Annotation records
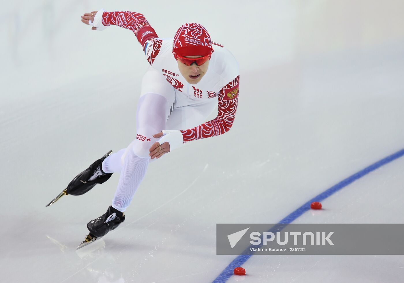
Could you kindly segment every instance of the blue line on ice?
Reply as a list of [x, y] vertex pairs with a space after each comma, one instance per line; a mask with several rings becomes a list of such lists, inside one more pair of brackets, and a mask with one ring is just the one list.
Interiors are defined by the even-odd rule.
[[[324, 199], [334, 193], [337, 192], [349, 184], [354, 181], [363, 177], [366, 174], [377, 169], [383, 165], [394, 160], [404, 155], [404, 149], [393, 153], [386, 157], [379, 160], [366, 168], [361, 170], [359, 172], [349, 176], [346, 179], [343, 180], [337, 184], [334, 185], [331, 188], [324, 191], [320, 195], [314, 197], [300, 208], [293, 212], [285, 218], [282, 219], [278, 224], [288, 224], [294, 221], [299, 216], [303, 214], [310, 209], [310, 205], [313, 201], [321, 201]], [[255, 246], [251, 245], [250, 247], [254, 247]], [[241, 255], [235, 258], [230, 264], [222, 271], [222, 273], [213, 281], [213, 283], [224, 283], [227, 281], [229, 278], [233, 275], [234, 268], [238, 266], [241, 266], [251, 257], [252, 254]]]

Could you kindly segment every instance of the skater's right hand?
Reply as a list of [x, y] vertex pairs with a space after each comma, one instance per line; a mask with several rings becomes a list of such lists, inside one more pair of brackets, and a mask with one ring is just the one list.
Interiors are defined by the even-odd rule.
[[[90, 13], [85, 13], [84, 15], [81, 16], [81, 21], [86, 25], [90, 25], [88, 23], [89, 21], [90, 21], [91, 23], [94, 23], [94, 17], [97, 12], [98, 11], [93, 11]], [[95, 27], [93, 27], [91, 28], [91, 29], [93, 30], [95, 30], [97, 29], [97, 28]]]

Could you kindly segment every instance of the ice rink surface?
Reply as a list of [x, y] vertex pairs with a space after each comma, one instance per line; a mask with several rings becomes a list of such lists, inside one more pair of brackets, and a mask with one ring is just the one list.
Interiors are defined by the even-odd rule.
[[[17, 1], [0, 12], [0, 266], [4, 282], [211, 282], [216, 225], [277, 223], [404, 148], [404, 2]], [[241, 71], [226, 134], [149, 168], [116, 230], [80, 252], [118, 179], [45, 205], [134, 138], [147, 67], [130, 31], [80, 16], [143, 13], [162, 38], [200, 23]], [[212, 117], [216, 113], [212, 113]], [[294, 223], [403, 223], [404, 157]], [[92, 247], [93, 245], [94, 246]], [[84, 248], [82, 249], [84, 249]], [[402, 282], [403, 256], [253, 256], [228, 282]], [[216, 282], [225, 280], [218, 279]]]

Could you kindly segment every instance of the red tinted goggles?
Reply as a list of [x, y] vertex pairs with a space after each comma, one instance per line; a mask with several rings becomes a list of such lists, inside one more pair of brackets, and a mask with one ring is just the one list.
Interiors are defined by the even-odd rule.
[[194, 63], [196, 63], [198, 66], [200, 66], [208, 60], [210, 60], [210, 56], [212, 55], [212, 53], [210, 53], [203, 57], [200, 57], [198, 58], [187, 58], [182, 56], [179, 56], [174, 52], [173, 53], [176, 59], [178, 59], [179, 61], [185, 64], [187, 66], [191, 66]]

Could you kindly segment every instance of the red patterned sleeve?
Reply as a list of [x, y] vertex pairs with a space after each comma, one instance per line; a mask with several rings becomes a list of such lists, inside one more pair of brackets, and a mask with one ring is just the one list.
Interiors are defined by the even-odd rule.
[[230, 130], [234, 121], [238, 102], [240, 76], [226, 85], [219, 93], [217, 116], [213, 120], [192, 128], [181, 131], [184, 143], [224, 134]]
[[145, 16], [140, 13], [128, 11], [104, 12], [102, 15], [104, 25], [117, 25], [131, 30], [143, 47], [143, 51], [150, 65], [160, 50], [162, 41], [158, 38]]

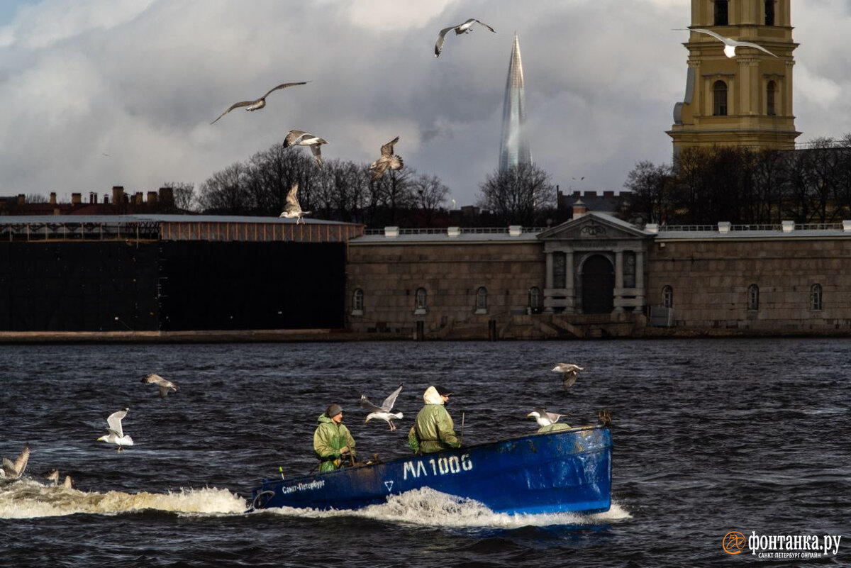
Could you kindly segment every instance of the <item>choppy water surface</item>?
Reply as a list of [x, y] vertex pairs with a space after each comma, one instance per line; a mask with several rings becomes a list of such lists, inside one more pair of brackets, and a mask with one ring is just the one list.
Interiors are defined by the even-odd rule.
[[[585, 367], [568, 393], [559, 361]], [[848, 565], [849, 363], [842, 339], [0, 346], [0, 454], [32, 448], [28, 479], [0, 485], [2, 561], [727, 565], [757, 559], [722, 550], [739, 531], [842, 535], [814, 564]], [[159, 398], [147, 372], [180, 391]], [[361, 394], [400, 382], [400, 428], [364, 424]], [[362, 455], [388, 459], [433, 383], [455, 391], [466, 443], [533, 431], [533, 406], [576, 424], [609, 408], [612, 510], [511, 517], [426, 490], [354, 513], [243, 514], [261, 478], [315, 465], [329, 403]], [[125, 406], [135, 446], [117, 453], [95, 440]], [[76, 487], [46, 486], [53, 468]]]

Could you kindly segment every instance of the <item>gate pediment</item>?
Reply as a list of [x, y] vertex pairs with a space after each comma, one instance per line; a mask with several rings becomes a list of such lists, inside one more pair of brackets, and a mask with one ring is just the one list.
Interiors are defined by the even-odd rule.
[[593, 212], [538, 235], [541, 241], [625, 241], [654, 236], [654, 233], [637, 229], [611, 215]]

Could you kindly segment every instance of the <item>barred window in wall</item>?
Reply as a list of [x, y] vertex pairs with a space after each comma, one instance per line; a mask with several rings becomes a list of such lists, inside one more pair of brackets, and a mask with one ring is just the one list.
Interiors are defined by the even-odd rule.
[[488, 288], [483, 286], [476, 291], [476, 313], [488, 313]]
[[674, 307], [674, 289], [670, 286], [662, 288], [662, 305], [665, 308]]
[[809, 289], [809, 309], [821, 310], [822, 299], [821, 284], [814, 284]]
[[712, 116], [727, 116], [727, 83], [716, 81], [712, 85]]
[[537, 286], [533, 286], [529, 288], [529, 310], [532, 310], [533, 314], [540, 314], [542, 307], [540, 288]]
[[417, 313], [426, 313], [426, 288], [417, 288], [416, 294], [414, 298], [414, 310]]
[[748, 311], [759, 310], [759, 287], [756, 284], [751, 284], [747, 288], [747, 309]]
[[351, 293], [351, 313], [359, 315], [363, 313], [363, 291], [355, 288]]
[[716, 26], [727, 26], [729, 23], [727, 7], [728, 0], [715, 0]]
[[624, 253], [624, 287], [636, 287], [636, 253], [632, 251]]
[[777, 109], [774, 107], [774, 93], [777, 91], [777, 83], [769, 81], [765, 88], [765, 111], [769, 116], [777, 116]]

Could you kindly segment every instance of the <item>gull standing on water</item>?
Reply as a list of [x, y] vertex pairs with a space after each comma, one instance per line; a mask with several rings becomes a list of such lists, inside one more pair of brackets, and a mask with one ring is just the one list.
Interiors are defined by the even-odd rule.
[[114, 444], [118, 446], [118, 452], [124, 449], [125, 446], [133, 446], [133, 438], [129, 435], [124, 435], [124, 429], [121, 427], [121, 421], [124, 419], [127, 413], [130, 412], [129, 408], [124, 408], [119, 410], [117, 412], [112, 412], [106, 418], [106, 423], [109, 424], [109, 434], [106, 436], [100, 436], [98, 438], [98, 441], [105, 441], [107, 444]]
[[704, 30], [703, 28], [696, 27], [693, 28], [692, 31], [699, 31], [700, 33], [709, 34], [712, 37], [723, 42], [724, 55], [727, 55], [727, 57], [731, 59], [736, 56], [736, 48], [755, 48], [761, 51], [764, 51], [769, 55], [774, 55], [774, 57], [777, 57], [777, 55], [774, 55], [774, 54], [771, 53], [770, 51], [768, 51], [761, 45], [757, 45], [756, 43], [751, 43], [751, 42], [739, 42], [737, 40], [731, 39], [730, 37], [724, 37], [723, 36], [717, 34], [712, 31], [711, 30]]
[[399, 393], [402, 392], [402, 385], [393, 391], [393, 393], [384, 400], [380, 406], [376, 406], [369, 399], [367, 398], [366, 395], [361, 395], [361, 408], [369, 411], [369, 414], [367, 415], [364, 423], [369, 422], [373, 418], [379, 418], [384, 420], [388, 424], [390, 424], [390, 431], [392, 432], [396, 429], [396, 424], [393, 423], [393, 420], [401, 420], [402, 412], [391, 412], [390, 411], [393, 408], [393, 405], [396, 404], [396, 399], [399, 396]]
[[443, 37], [446, 36], [447, 33], [448, 33], [452, 30], [455, 31], [456, 36], [460, 36], [462, 33], [469, 33], [473, 31], [473, 24], [480, 24], [482, 26], [484, 26], [486, 28], [488, 28], [494, 33], [496, 33], [496, 30], [488, 26], [484, 22], [480, 22], [475, 18], [471, 18], [463, 24], [459, 24], [458, 26], [450, 26], [449, 27], [443, 28], [443, 30], [440, 31], [440, 33], [437, 34], [437, 43], [434, 44], [434, 56], [437, 57], [438, 55], [440, 55], [440, 52], [443, 49]]
[[567, 416], [567, 414], [559, 414], [558, 412], [548, 412], [543, 408], [535, 408], [531, 412], [526, 415], [527, 418], [534, 418], [535, 422], [538, 423], [539, 426], [549, 426], [550, 424], [554, 424], [558, 422], [558, 419], [563, 416]]
[[30, 460], [30, 442], [24, 444], [24, 449], [13, 462], [9, 457], [3, 458], [3, 467], [0, 468], [0, 479], [17, 480], [24, 474], [26, 463]]
[[393, 154], [393, 145], [398, 141], [399, 137], [397, 136], [381, 146], [381, 157], [369, 164], [369, 169], [373, 173], [373, 180], [380, 179], [388, 168], [390, 169], [402, 169], [402, 167], [404, 165], [402, 162], [402, 158]]
[[565, 389], [569, 389], [576, 382], [576, 375], [579, 374], [580, 371], [585, 371], [585, 367], [574, 365], [573, 363], [559, 363], [552, 367], [552, 371], [563, 373], [562, 376], [563, 380], [563, 385]]
[[165, 397], [166, 395], [168, 394], [169, 390], [174, 390], [174, 392], [177, 392], [176, 384], [174, 384], [171, 381], [167, 381], [166, 379], [157, 375], [156, 372], [151, 372], [150, 375], [145, 375], [145, 377], [142, 377], [142, 383], [149, 383], [151, 384], [156, 384], [157, 387], [159, 387], [160, 396], [163, 398]]
[[290, 130], [287, 133], [287, 138], [283, 139], [284, 148], [287, 146], [310, 146], [319, 169], [322, 169], [322, 150], [319, 146], [323, 144], [328, 144], [328, 142], [304, 130]]
[[[59, 486], [59, 469], [53, 469], [43, 475], [44, 479], [49, 481], [54, 482], [54, 487]], [[71, 489], [74, 486], [73, 480], [71, 479], [71, 475], [65, 476], [65, 481], [62, 482], [62, 486], [66, 489]]]
[[289, 192], [287, 193], [286, 202], [283, 204], [283, 211], [278, 217], [284, 217], [286, 219], [295, 218], [295, 224], [301, 221], [301, 224], [305, 224], [305, 219], [302, 219], [305, 215], [310, 215], [312, 211], [302, 211], [301, 206], [299, 205], [299, 198], [295, 196], [295, 194], [299, 192], [299, 184], [298, 182], [293, 184], [293, 186], [289, 188]]
[[[259, 111], [261, 108], [263, 108], [264, 106], [266, 106], [266, 98], [268, 97], [271, 93], [277, 91], [279, 88], [286, 88], [287, 87], [293, 87], [294, 85], [305, 85], [307, 82], [307, 82], [307, 81], [302, 81], [301, 82], [284, 82], [284, 83], [281, 83], [277, 87], [274, 87], [274, 88], [269, 89], [269, 92], [266, 93], [266, 94], [264, 94], [260, 99], [255, 99], [254, 100], [243, 100], [243, 101], [240, 101], [238, 103], [234, 103], [233, 105], [231, 105], [231, 108], [229, 108], [227, 111], [225, 111], [220, 115], [219, 115], [219, 118], [221, 118], [222, 116], [224, 116], [225, 115], [226, 115], [228, 112], [230, 112], [233, 109], [238, 108], [240, 106], [246, 107], [245, 108], [246, 111]], [[210, 122], [210, 124], [215, 124], [216, 122], [219, 122], [219, 118], [216, 118], [214, 121], [213, 121], [212, 122]]]

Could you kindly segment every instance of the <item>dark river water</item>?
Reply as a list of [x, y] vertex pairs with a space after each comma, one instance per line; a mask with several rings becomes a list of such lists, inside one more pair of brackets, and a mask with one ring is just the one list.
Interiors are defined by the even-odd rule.
[[[4, 566], [851, 565], [847, 339], [0, 346]], [[562, 389], [550, 369], [585, 367]], [[180, 390], [160, 398], [140, 378]], [[399, 383], [391, 432], [363, 423]], [[404, 455], [430, 384], [468, 444], [611, 412], [613, 507], [511, 517], [427, 491], [359, 512], [243, 514], [264, 477], [316, 463], [317, 416], [340, 404], [362, 455]], [[96, 441], [129, 406], [119, 453]], [[49, 486], [57, 468], [74, 489]], [[820, 558], [725, 552], [725, 535], [841, 537]], [[848, 539], [848, 540], [847, 540]], [[833, 542], [833, 541], [830, 541]], [[731, 551], [734, 549], [731, 548]]]

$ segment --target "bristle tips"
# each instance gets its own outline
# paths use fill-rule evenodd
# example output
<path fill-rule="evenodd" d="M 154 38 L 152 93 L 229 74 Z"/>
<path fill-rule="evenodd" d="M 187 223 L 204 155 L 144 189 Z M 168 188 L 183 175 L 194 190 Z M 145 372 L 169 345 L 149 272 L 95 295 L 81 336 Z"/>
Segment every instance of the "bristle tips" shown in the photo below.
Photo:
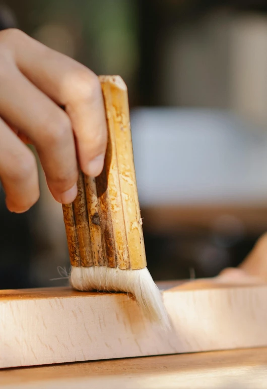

## [Required task]
Duplicate the lines that start at the line containing "Could you kindly segment every instance of the red patterned" and end at the line containing "143], [224, 134]]", including both of those lines.

## [Output for this task]
Could you kindly segment every instance of the red patterned sleeve?
Reply as a list of [x, y] vertex pairs with a space after each comma, one instance per line; a mask with several rings becomes a list of such lists, inside one more pair of brackets, and a mask with one ring is just the one list.
Interiors are defined by the even-odd rule.
[[230, 130], [234, 121], [238, 102], [240, 76], [226, 85], [219, 93], [217, 116], [213, 120], [192, 128], [181, 131], [184, 143], [224, 134]]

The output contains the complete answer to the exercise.